EXERCISE =>
Note how many lines in the entries below contain the string "every", and answer with that number and no other text.

EXTRACTED RECORDS =>
________________________
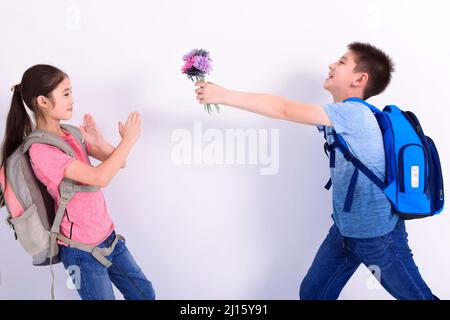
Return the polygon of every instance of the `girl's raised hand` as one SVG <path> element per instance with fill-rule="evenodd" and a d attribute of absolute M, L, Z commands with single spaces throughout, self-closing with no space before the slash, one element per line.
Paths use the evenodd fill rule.
<path fill-rule="evenodd" d="M 123 141 L 136 143 L 141 134 L 141 115 L 139 112 L 131 112 L 125 124 L 119 122 L 119 134 Z"/>
<path fill-rule="evenodd" d="M 91 114 L 85 114 L 83 116 L 83 125 L 80 126 L 80 130 L 86 143 L 91 146 L 100 147 L 105 143 L 105 139 L 97 129 L 94 117 Z"/>

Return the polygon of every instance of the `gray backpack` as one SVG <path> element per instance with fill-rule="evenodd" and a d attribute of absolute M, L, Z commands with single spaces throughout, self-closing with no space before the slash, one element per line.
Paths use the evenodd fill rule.
<path fill-rule="evenodd" d="M 83 146 L 86 146 L 80 130 L 74 126 L 61 124 Z M 32 256 L 32 264 L 46 266 L 59 263 L 57 240 L 71 247 L 91 253 L 105 267 L 110 267 L 109 256 L 118 240 L 125 240 L 117 235 L 109 248 L 98 248 L 72 241 L 60 234 L 60 225 L 66 207 L 77 192 L 96 192 L 99 187 L 79 185 L 73 180 L 64 178 L 59 185 L 60 201 L 55 212 L 54 200 L 46 187 L 34 176 L 30 164 L 28 150 L 33 143 L 44 143 L 61 149 L 74 157 L 72 148 L 59 136 L 48 131 L 34 130 L 8 158 L 7 179 L 4 170 L 0 168 L 0 208 L 5 206 L 8 212 L 6 219 L 14 230 L 16 240 L 19 240 L 25 251 Z M 54 279 L 53 269 L 51 269 Z M 54 281 L 52 280 L 52 298 L 54 299 Z"/>

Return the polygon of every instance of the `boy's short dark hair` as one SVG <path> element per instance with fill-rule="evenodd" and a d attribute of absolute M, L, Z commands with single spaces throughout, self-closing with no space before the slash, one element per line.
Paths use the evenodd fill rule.
<path fill-rule="evenodd" d="M 369 43 L 353 42 L 348 45 L 348 49 L 355 54 L 355 71 L 369 74 L 364 100 L 382 93 L 391 82 L 394 72 L 391 58 Z"/>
________________________
SOLVED PROBLEM =>
3